▶ **TO DO**
Render each line of the items below as a numbered list, omitting any blank lines.

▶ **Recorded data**
━━━━━━━━━━━━━━━━

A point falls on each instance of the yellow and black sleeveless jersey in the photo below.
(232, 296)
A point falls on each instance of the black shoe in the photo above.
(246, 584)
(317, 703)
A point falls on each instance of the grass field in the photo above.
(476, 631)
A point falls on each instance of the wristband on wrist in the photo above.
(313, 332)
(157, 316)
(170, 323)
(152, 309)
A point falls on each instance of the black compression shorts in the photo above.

━━━━━━━━━━━━━━━━

▶ **THE SOLUTION**
1. A point falls on each instance of the yellow and black sleeveless jersey in the photo below.
2. (232, 296)
3. A point falls on each instance of the black shoe in the photo above.
4. (246, 584)
5. (317, 703)
6. A point falls on each instance of the grass field in the photo above.
7. (476, 631)
8. A point falls on each instance of the wristband on wrist in the photo above.
9. (313, 332)
10. (157, 316)
11. (170, 323)
12. (152, 309)
13. A point falls on each instance of the black compression shorts in the photo above.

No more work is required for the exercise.